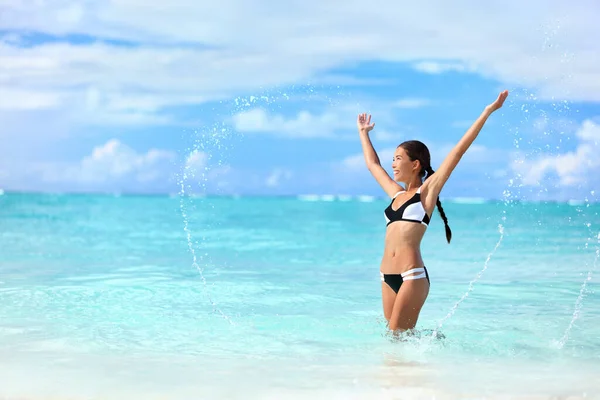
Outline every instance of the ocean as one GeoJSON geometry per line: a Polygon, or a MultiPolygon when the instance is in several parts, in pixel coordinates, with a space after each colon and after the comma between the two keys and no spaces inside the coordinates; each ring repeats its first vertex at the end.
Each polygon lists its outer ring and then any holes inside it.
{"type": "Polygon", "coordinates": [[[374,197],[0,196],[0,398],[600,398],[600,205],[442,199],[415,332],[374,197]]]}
==
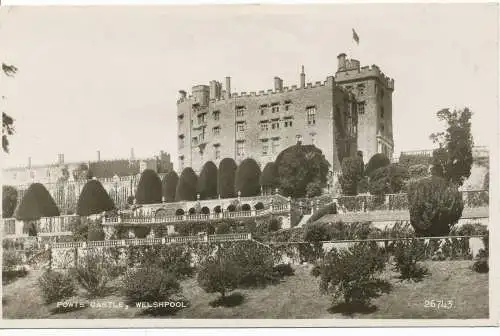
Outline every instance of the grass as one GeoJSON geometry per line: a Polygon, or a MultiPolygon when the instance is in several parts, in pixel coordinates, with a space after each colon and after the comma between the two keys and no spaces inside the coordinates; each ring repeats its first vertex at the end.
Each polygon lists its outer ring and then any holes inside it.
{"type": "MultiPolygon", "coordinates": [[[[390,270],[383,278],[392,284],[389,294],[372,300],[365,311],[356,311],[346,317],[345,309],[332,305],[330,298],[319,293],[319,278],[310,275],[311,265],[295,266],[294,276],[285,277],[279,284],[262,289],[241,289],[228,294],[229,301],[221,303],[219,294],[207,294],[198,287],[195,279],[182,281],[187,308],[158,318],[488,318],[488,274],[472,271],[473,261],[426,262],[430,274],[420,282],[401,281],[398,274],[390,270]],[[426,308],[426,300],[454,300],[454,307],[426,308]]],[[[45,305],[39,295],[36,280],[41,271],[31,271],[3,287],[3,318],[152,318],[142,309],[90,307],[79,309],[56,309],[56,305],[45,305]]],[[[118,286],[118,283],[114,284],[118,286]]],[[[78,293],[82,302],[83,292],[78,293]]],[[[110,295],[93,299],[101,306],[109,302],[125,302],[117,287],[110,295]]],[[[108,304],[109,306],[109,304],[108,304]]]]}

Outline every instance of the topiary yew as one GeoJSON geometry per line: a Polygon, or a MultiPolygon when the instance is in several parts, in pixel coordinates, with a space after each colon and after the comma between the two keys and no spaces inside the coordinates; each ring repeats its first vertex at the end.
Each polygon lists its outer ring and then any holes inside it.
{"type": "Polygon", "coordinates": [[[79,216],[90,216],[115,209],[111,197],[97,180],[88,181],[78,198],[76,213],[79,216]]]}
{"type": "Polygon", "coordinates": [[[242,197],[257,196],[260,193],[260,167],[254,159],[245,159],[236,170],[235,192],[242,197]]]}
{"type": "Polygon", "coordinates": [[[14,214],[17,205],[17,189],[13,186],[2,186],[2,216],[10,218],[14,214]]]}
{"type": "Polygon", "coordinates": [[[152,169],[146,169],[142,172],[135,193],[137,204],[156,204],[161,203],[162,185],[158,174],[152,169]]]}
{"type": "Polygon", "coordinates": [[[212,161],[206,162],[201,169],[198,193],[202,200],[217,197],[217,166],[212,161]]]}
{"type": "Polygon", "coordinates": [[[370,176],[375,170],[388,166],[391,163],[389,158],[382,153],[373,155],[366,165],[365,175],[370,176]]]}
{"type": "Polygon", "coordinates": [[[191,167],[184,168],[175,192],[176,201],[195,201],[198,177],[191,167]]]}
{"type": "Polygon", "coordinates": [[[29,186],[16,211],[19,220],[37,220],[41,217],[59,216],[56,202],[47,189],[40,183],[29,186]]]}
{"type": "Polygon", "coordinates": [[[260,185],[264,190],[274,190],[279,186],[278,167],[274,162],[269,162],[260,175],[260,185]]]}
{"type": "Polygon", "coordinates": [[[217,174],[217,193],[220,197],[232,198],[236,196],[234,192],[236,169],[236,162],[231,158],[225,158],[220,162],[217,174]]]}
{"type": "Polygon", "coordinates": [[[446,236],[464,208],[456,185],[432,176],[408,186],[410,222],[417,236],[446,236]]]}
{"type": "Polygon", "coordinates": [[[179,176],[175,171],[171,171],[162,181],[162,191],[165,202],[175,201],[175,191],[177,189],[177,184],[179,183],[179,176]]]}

#### [WORK TO BE COMPLETED]
Across the records above, return every line that contains the word "vertex".

#### [EXERCISE SOLUTION]
Outline every instance of the ocean as one GeoJSON geometry per line: a Polygon, or a MultiPolygon when the instance is in several parts, in pixel coordinates, with a space after each colon and after the comma between the two keys and no spaces inside the coordinates; each ring repeats its first vertex at the end.
Outline every instance of the grass as one GeoJSON geometry per line: a Polygon, or a MultiPolygon when the instance is in several parts, in pixel coordinates, with a space after each colon and after the comma between the two keys and no spaces inside the coordinates; each ring repeats its first vertex at the end.
Outline every instance of the topiary yew as one GeoJSON geometry per line: a Polygon, or a MultiPolygon when the instance is in several parts, in pixel coordinates, with a space after each colon and after the comma between the two keys and no spaces inside the coordinates; each ring repeats its first vertex at the end.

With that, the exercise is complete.